PCR amplification of Hp0897 gene from genomic DNA isolated from different Helicobacter pylori isolates. PCR reactions were performed using specific primers (Supplementary Table S2; primer 4 and 5) and genomic DNA isolated from various H. pylori strains as indicated on the top of the figure. Except H. pylori strain 26695, all the strains were received from Dr A. Mukhopadhyay (NICED, Kolkata, India) out of which (except J99 and SS1), majority were Indian isolates. Water (MQ) was used as a negative control. The size of the corresponding bands present in DNA ladder (marker) is indicated on the right.

Hp0897 exists as multimers in solution and it is expressed in H. pylori

A 627-bp fragment, representing the Hp0897 gene from H. pylori 26695 strain, was PCR amplified and cloned into the plasmid pET28a and the protein was expressed in E. coli BL21 (DE3) cells as described in ‘Materials and Methods’ section. Induction of the bacterial culture with IPTG showed expression of the recombinant protein His₆-Hp0897 (∼26kDa; Figure 2A). The protein was first purified using Ni-NTA agarose beads (Qiagen) followed by size exclusion chromatography as described in ‘Materials and Methods’ section. The purity of the protein is shown in Figure 2A. Size-exclusion chromatography also showed the presence of trimers of His₆-Hp0897 (∼75kDa) in solution (Figure 2B and C and Supplementary Figure S2A). Glutaraldehyde crosslinking revealed oligomeric forms of the protein that included dimers (∼52 kDa) and trimers (∼75 kDa) as shown in the Supplementary Figure S2B. Altogether, these results indicate that His₆-Hp0897 is present as multimers (dimer/trimer) in solution.

Figure 2.

Purification of His₆-Hp0897, its oligomerization status and expression pattern in different Helicobacter pylori strains. (A) The coomassie stained gel shows the expression and purification of His₆-Hp0897. The uninduced and induced lanes correspond to lysate obtained from bacterial culture grown in the absence and presence of IPTG. The protein was purified using Ni-NTA column followed by gel filtration chromatography (GFC). The Ni-NTA purified (∼5 μg) and GFC purified (∼3 μg) proteins were loaded in SDS-PAGE followed by coomassies staining. The purity of the gel filtration chromatography purified protein was >95%. The molecular mass markers are shown on the right. (B) Size-Exclusion Chromatography of His₆-Hp0897 protein. His₆-Hp0897 protein, along with the marker proteins, were subjected to Hi-Load16/60 Superdex 200 prep grade 120 ml gel filtration column (GE Healthcare) followed by elution of the protein. Calibration of the column was done by molecular mass standards and plotting a standard graph using log of molecular mass (standards) against corresponding retention volume. Molecular mass of His₆-Hp0897 was deduced (∼75 kDa) from the plot suggesting its oligomeric nature. (C) SDS-PAGE analysis. SDS-PAGE analysis of peak fractions following Size Exclusion Chromatography of His₆-Hp0897 protein. (D) In vivo expression of Hp0897 in different H. pylori strains using antibodies against Hp0897. The western blot experiment shows expression of Hp0897 in different H. pylori strains. Antibodies against HpDnaB were used as a positive control for other replication protein and antibodies against HpCagT were used as loading control. Lower panel shows coomassie stained gel after transfer.

********

WHAT YOU WILL DO:
According to the Hp0897 extract, which plasmid received the cloned 627-bp fragment?

********

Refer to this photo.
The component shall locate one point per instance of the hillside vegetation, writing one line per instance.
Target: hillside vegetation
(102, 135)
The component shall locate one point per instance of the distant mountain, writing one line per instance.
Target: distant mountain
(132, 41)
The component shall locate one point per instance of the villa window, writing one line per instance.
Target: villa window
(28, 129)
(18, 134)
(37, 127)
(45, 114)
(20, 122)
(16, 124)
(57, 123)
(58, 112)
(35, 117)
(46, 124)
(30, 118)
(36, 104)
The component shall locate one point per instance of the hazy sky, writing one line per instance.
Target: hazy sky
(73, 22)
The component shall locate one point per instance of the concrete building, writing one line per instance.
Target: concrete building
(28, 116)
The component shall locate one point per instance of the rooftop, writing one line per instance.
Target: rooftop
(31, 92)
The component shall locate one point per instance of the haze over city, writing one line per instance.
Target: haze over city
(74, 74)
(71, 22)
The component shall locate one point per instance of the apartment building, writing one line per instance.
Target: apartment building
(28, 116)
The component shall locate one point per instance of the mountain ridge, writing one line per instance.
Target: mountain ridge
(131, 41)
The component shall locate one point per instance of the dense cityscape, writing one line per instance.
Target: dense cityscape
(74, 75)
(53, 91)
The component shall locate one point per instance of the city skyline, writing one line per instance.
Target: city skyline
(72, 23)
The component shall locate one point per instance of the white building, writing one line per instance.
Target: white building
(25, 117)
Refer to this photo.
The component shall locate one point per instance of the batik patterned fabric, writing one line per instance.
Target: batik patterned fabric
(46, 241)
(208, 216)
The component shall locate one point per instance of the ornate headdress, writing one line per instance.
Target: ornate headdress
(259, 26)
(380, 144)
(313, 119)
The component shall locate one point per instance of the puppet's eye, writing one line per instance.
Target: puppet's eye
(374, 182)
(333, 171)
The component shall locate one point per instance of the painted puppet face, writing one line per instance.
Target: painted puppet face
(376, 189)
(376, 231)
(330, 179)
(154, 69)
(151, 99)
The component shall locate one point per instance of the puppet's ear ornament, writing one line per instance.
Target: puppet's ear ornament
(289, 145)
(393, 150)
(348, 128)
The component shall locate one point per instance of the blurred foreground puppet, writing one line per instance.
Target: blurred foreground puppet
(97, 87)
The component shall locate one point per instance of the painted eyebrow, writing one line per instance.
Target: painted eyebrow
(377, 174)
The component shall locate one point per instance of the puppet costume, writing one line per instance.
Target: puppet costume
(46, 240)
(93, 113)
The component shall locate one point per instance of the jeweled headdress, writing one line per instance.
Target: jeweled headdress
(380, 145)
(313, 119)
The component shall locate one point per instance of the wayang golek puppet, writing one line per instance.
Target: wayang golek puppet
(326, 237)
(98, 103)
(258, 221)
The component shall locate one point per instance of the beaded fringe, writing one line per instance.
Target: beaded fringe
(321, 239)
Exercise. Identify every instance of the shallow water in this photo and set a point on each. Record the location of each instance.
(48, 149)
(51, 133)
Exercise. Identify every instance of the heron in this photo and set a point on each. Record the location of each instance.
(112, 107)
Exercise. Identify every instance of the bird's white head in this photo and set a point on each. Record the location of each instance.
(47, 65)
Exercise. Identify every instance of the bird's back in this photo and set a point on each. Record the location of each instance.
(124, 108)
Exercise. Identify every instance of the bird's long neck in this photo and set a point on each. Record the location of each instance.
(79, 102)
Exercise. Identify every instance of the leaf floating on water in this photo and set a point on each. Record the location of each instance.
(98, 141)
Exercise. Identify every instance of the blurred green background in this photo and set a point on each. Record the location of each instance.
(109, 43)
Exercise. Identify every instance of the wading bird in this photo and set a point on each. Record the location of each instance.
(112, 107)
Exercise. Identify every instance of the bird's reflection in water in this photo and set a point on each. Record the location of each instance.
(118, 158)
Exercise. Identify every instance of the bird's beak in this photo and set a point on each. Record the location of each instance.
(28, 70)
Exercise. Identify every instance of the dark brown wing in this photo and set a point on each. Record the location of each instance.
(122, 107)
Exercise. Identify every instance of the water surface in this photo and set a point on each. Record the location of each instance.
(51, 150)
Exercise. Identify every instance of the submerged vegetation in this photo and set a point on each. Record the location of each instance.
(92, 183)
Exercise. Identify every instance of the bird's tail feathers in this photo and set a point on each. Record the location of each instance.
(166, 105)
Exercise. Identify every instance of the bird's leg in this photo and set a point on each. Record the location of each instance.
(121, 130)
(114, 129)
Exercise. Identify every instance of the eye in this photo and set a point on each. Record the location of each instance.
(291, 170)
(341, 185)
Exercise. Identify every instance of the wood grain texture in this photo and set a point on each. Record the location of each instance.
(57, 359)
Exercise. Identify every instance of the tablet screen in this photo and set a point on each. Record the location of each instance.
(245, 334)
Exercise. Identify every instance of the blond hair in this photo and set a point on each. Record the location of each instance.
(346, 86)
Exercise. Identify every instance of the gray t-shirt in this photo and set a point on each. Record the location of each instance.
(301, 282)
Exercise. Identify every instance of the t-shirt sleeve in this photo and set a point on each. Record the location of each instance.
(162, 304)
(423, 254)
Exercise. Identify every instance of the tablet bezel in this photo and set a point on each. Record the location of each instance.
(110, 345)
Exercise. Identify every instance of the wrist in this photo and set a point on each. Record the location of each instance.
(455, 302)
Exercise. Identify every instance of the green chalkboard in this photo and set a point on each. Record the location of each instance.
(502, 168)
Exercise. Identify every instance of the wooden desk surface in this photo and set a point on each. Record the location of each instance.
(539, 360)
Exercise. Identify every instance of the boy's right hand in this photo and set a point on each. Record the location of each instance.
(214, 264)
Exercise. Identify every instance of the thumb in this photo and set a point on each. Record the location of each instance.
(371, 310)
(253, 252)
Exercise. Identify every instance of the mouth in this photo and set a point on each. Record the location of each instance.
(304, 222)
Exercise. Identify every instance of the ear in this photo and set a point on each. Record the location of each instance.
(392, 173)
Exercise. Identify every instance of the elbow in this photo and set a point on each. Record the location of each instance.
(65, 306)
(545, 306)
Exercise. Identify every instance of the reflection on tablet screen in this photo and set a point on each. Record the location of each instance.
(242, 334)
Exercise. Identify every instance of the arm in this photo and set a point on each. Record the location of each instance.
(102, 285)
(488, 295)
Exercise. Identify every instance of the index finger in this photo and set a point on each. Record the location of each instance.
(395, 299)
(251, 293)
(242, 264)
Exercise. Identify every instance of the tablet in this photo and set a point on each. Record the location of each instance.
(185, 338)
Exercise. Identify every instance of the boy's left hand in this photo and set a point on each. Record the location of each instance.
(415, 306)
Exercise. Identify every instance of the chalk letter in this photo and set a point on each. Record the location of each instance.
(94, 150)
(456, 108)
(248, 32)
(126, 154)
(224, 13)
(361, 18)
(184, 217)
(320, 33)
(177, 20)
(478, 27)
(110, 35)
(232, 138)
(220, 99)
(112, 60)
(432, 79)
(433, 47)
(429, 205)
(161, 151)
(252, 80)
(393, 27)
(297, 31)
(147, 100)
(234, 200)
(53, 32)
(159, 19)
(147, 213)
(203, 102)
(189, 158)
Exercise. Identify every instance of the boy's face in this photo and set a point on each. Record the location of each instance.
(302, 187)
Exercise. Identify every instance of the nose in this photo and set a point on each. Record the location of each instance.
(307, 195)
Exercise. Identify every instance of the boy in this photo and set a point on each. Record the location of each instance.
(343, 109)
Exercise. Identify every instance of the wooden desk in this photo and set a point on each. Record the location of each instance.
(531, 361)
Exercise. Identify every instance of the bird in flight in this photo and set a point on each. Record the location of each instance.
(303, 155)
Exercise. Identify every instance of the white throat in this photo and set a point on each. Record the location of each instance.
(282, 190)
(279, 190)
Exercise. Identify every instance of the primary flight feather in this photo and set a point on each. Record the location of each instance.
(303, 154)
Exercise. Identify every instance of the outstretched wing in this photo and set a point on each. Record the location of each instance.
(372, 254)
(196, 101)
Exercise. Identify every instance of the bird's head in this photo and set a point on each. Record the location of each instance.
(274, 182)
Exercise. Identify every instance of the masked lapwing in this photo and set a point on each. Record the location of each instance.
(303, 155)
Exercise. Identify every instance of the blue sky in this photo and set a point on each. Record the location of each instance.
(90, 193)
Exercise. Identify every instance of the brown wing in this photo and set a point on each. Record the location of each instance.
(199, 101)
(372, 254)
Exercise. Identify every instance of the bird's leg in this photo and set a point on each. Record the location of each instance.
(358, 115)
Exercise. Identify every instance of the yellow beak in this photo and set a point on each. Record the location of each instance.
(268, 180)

********

TASK ANSWER:
The plasmid pET28a.